"""

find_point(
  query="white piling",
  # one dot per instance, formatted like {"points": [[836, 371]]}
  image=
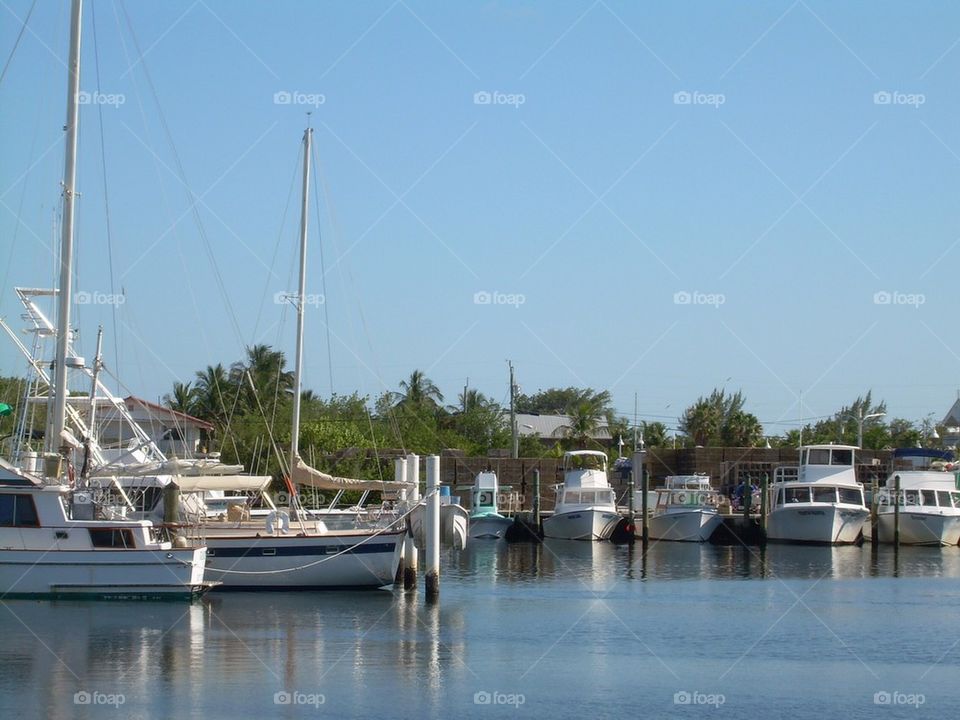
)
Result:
{"points": [[433, 527], [412, 464]]}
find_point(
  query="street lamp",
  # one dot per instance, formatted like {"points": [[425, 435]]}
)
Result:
{"points": [[861, 419]]}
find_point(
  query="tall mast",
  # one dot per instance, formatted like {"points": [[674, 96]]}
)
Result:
{"points": [[301, 295], [60, 393]]}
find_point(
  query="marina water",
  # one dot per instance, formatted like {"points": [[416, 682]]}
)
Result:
{"points": [[563, 630]]}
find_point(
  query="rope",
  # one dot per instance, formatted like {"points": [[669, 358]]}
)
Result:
{"points": [[329, 557]]}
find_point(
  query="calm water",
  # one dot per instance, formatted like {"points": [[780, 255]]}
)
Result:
{"points": [[566, 630]]}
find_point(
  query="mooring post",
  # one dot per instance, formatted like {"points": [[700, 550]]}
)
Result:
{"points": [[896, 512], [400, 476], [640, 473], [536, 499], [409, 546], [433, 527]]}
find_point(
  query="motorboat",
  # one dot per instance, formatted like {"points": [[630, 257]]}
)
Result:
{"points": [[929, 500], [586, 507], [819, 501], [686, 510]]}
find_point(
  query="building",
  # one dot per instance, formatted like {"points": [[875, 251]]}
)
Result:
{"points": [[176, 434]]}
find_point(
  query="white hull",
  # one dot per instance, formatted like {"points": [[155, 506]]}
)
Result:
{"points": [[119, 574], [824, 524], [919, 528], [314, 562], [684, 526], [590, 524], [489, 528]]}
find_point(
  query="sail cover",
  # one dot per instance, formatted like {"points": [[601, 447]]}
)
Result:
{"points": [[303, 474]]}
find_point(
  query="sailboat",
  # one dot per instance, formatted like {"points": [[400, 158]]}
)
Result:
{"points": [[55, 539]]}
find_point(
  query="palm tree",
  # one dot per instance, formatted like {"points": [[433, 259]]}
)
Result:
{"points": [[418, 391]]}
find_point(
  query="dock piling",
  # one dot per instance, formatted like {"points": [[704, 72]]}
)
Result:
{"points": [[432, 526]]}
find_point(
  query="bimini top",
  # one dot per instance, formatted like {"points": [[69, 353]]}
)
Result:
{"points": [[924, 452]]}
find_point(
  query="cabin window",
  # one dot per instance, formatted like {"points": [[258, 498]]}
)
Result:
{"points": [[112, 538], [852, 496], [821, 494], [842, 457], [18, 511], [797, 495]]}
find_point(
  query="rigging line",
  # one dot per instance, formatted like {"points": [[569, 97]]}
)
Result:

"""

Quote the data exactly, leaving every image out of the copy.

find_point(
  query="white piling",
  # one dot per instance, formatted like {"points": [[836, 371]]}
  image=
)
Result:
{"points": [[433, 527], [412, 464]]}
find_point(
  query="street lamp",
  # one dot per instance, formatted like {"points": [[425, 435]]}
)
Result:
{"points": [[861, 419]]}
find_point(
  query="tall mast",
  # one dot per instance, formatted like {"points": [[674, 96]]}
)
Result:
{"points": [[301, 295], [60, 393]]}
find_point(
  query="marina water",
  # one dot per instance, formatted like {"points": [[416, 682]]}
)
Result:
{"points": [[563, 630]]}
find_point(
  query="rope",
  # one dot per instance, formatted like {"points": [[669, 358]]}
)
Result:
{"points": [[329, 557]]}
find_point(
  query="calm water",
  # one dot per instance, formatted like {"points": [[780, 255]]}
)
Result:
{"points": [[566, 630]]}
find_point(
  query="mooring post",
  # one dot per instance, formatted like {"points": [[700, 550]]}
)
Result:
{"points": [[896, 512], [400, 476], [640, 473], [536, 499], [409, 546], [433, 527]]}
find_point(
  query="motorboat",
  # one dot per instance, formatted like {"points": [[630, 257]]}
)
Result:
{"points": [[929, 500], [586, 507], [819, 501], [686, 510]]}
find_point(
  query="building",
  # one dot per instance, formatted like {"points": [[875, 251]]}
)
Result:
{"points": [[176, 434]]}
find_point(
  query="white hull",
  # one dot per instance, formatted like {"points": [[155, 506]]}
)
Result:
{"points": [[119, 574], [824, 524], [919, 528], [314, 562], [684, 526], [590, 524], [489, 528]]}
find_point(
  query="sail cover",
  # one dot per instance, formatted like {"points": [[601, 447]]}
)
Result:
{"points": [[303, 474]]}
find_point(
  query="sailboat",
  # one dot per instance, formatted like {"points": [[400, 158]]}
)
Result:
{"points": [[55, 539]]}
find_point(
  query="palm tree",
  # one dot per instance, formatted like {"points": [[433, 259]]}
)
Result:
{"points": [[418, 391]]}
find_point(
  query="dock piling",
  # one dot per instance, formatted like {"points": [[704, 72]]}
)
Result:
{"points": [[432, 526]]}
find_point(
  query="bimini top",
  # one dot per instance, formatted like {"points": [[69, 353]]}
)
Result:
{"points": [[924, 452]]}
find_point(
  query="cabin window",
  # one dot per instance, formatted like {"points": [[258, 498]]}
)
Result:
{"points": [[112, 538], [852, 496], [821, 494], [842, 457], [18, 511], [797, 495]]}
find_point(
  query="rigging line",
  # one dot per instance, formatted like {"points": [[569, 97]]}
)
Result:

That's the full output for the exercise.